Page text:
========

It said that just 2% of those who suffer illnesses attend health clinics or hospitals. Only 2% of African-Peruvian students complete a university education, more than half fail to finish secondary education, and 13.8% do not complete primary education, it said. Hugo Nopo, co-author of Discrimination in Latin America: An Economic Perspective, a book sponsored by the Inter-American Development Bank, found that in Latin America the average wealth gap between the white elite and indigenous and African-descended people was 38%. He said: "The inequalities in access to education services later become inequalities in human capital, in access to labour markets, in the ability to generate wealth, and in general the ability to live a full and decent life within society.

"The best policy to provide equal opportunities is education. The education given to people from the earliest years is key for their later development. In that sense, minorities are at a clear disadvantage faced with the majority and public policies have done little to remedy that situation." Nopo says state-backed equal opportunities programmes in Colombia, Ecuador and Bolivia, although "well-intentioned", have done "little or nothing" to improve the status of African-descended minorities in those countries. He added: "In Latin America in general, we have to confront a historic debt. This can't be resolved with short-term remedial policies like anti-discrimination laws or quotas in different aspects of public life. The solution has to be long term, attacking the root of the problem. That's why I'm so convinced that education is the only way."

The statistics, albeit incomplete, show African-Peruvians suffer more health problems, and are poorer and less literate than the national average – in a country where a third of the population live in poverty, measured as living on $1 or less per person per day. Black Peruvians do not have the same opportunities as others, says Muñoz, an expert on African-Latino issues who believes a "colonial way of thinking continues in what is an apparently democratic society". "Without doubt, there are a series of stereotypes which have confined Afro-descended men and women to certain types of work," she says. "There's a real need to generate opportunities for them. In many cases, they just don't have other employment options."

========

(Point-per-instance localization data)

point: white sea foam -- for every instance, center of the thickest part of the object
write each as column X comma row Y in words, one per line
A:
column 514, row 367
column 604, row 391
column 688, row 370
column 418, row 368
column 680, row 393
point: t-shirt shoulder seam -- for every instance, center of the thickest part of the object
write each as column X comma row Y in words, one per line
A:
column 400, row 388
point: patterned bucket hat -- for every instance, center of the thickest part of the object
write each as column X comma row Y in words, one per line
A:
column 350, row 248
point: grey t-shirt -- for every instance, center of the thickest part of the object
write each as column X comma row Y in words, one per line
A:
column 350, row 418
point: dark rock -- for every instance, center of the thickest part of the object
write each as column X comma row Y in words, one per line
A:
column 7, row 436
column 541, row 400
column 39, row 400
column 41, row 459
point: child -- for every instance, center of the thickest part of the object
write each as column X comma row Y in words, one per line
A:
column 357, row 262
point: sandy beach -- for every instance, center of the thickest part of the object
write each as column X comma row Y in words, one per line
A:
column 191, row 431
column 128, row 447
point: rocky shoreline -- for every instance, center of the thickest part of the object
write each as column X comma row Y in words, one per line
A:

========

What you need to do:
1. In the passage on African-Peruvians, what was the average wealth gap that Hugo Nopo found in Latin America between the white elite and indigenous and African-descended people?
2. Echo the passage on African-Peruvians from "It said that" up to and including "life within society.".
3. Please proceed with the passage on African-Peruvians, picking up after its last sentence.
These entries have no connection to the passage on African-Peruvians.

Per-task answers:
1. 38%

2.
It said that just 2% of those who suffer illnesses attend health clinics or hospitals. Only 2% of African-Peruvian students complete a university education, more than half fail to finish secondary education, and 13.8% do not complete primary education, it said. Hugo Nopo, co-author of Discrimination in Latin America: An Economic Perspective, a book sponsored by the Inter-American Development Bank, found that in Latin America the average wealth gap between the white elite and indigenous and African-descended people was 38%. He said: "The inequalities in access to education services later become inequalities in human capital, in access to labour markets, in the ability to generate wealth, and in general the ability to live a full and decent life within society.

3.
In November 2009, Peru became the first Latin American nation to apologise to its black population for centuries of abuse, exclusion and discrimination. It also admitted discrimination continues in the present day.
But it was not until Ollanta Humala became president last year with the promise of "social inclusion for all" that the African-Peruvian issue was incorporated into a ministerial agenda. The appointment of the African-Peruvian singer Susana Baca as culture minister was seen as a good start. She was celebrated as Peru's first black government minister, although her tenure lasted only five months.

But although Humala officially implemented the International Labour Organisation's convention 169 on indigenous and tribal communities, African-Peruvians were left off the agenda until now, says Owan Lay, a researcher at Peru's vice-ministry for interculturality. On 4 June, African-Peruvian culture day celebrated the birthday of Nicomedes Santa Cruz, a seminal black poet and musician. But activists argue that, although their fellow Peruvians appreciate their contribution to music, culture and sport, they do not recognise their abilities in other spheres.

"People need to understand that we don't just know how to dance or play musical instruments; we can also think and fill important posts," said Ramírez, who is impatient for concrete action to be taken. "For years we've been waiting, and Afro people continue to be humiliated, mistreated and excluded. If the state doesn't take action now, we'll continue to be victims of this structural racism."